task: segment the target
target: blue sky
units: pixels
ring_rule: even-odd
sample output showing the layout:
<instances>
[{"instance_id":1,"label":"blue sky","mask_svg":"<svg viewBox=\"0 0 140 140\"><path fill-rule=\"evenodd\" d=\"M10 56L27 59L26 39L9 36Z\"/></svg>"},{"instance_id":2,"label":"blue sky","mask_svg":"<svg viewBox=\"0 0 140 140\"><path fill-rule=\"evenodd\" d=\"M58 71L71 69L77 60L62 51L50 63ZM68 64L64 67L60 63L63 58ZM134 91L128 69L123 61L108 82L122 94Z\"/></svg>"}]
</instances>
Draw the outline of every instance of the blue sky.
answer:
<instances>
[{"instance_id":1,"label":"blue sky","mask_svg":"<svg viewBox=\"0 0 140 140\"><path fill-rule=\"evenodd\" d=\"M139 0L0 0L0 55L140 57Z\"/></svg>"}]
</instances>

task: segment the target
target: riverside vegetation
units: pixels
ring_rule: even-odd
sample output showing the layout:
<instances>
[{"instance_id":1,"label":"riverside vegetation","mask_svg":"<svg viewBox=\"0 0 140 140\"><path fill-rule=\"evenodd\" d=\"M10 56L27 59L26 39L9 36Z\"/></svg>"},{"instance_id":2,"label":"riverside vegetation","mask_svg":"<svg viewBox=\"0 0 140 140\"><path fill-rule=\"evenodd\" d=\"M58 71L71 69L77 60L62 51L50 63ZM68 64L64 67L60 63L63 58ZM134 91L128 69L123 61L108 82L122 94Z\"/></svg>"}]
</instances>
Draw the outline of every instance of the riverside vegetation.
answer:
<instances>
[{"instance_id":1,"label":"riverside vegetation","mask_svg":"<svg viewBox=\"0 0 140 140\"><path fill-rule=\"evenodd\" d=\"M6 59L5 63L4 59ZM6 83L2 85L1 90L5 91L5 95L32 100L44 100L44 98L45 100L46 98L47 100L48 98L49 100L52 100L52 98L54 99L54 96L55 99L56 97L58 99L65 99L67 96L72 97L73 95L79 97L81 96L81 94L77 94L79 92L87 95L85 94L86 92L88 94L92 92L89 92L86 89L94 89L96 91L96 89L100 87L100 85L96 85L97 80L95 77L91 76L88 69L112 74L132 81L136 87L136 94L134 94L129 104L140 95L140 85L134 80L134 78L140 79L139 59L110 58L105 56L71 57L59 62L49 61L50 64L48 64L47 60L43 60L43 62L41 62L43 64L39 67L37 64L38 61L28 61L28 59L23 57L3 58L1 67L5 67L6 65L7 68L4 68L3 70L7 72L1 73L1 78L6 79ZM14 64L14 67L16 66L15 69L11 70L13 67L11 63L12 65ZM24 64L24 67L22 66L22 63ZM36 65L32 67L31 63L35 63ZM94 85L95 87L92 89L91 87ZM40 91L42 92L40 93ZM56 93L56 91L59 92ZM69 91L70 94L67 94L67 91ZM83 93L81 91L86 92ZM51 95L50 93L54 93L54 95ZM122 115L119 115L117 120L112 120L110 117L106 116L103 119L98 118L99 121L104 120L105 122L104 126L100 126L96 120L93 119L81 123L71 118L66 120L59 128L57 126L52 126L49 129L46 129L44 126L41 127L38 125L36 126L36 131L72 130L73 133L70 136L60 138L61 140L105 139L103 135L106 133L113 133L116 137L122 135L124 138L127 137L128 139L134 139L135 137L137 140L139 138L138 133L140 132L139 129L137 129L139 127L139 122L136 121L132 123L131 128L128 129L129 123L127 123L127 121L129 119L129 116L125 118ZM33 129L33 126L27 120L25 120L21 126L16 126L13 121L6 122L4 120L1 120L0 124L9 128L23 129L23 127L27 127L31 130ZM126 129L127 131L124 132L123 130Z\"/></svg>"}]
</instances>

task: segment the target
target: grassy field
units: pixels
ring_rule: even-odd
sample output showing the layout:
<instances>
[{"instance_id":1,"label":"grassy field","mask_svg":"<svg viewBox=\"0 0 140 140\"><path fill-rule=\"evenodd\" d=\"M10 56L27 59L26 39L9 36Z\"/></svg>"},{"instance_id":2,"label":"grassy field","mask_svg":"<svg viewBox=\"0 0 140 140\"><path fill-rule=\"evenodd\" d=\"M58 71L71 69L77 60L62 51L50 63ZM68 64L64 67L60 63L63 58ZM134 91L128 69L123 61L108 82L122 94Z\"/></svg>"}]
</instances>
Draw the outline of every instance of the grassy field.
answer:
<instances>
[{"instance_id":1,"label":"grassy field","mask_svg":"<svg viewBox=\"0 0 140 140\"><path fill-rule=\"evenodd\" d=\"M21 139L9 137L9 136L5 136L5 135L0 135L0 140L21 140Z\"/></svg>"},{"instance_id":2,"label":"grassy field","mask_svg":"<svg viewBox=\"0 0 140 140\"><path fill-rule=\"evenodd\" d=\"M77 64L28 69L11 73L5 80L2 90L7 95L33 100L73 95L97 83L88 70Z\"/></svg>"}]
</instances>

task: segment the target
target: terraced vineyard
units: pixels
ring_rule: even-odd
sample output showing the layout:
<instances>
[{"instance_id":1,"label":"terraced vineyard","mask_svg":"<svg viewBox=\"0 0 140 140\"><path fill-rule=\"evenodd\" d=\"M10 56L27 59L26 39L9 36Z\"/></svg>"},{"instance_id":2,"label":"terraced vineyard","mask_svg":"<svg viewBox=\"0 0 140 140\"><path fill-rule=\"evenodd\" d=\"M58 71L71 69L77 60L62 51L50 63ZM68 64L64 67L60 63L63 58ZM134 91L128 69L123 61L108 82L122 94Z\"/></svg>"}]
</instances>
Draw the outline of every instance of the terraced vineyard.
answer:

__________________________________________________

● **What to do**
Collect each line of the listing above that contains the word "outline", and copy every one of them in full.

● **Answer for this exercise**
Draw the outline of every instance of the blue sky.
Draw the outline of every instance of the riverside vegetation.
Draw the outline of every instance of the grassy field.
Draw the outline of every instance of the terraced vineyard.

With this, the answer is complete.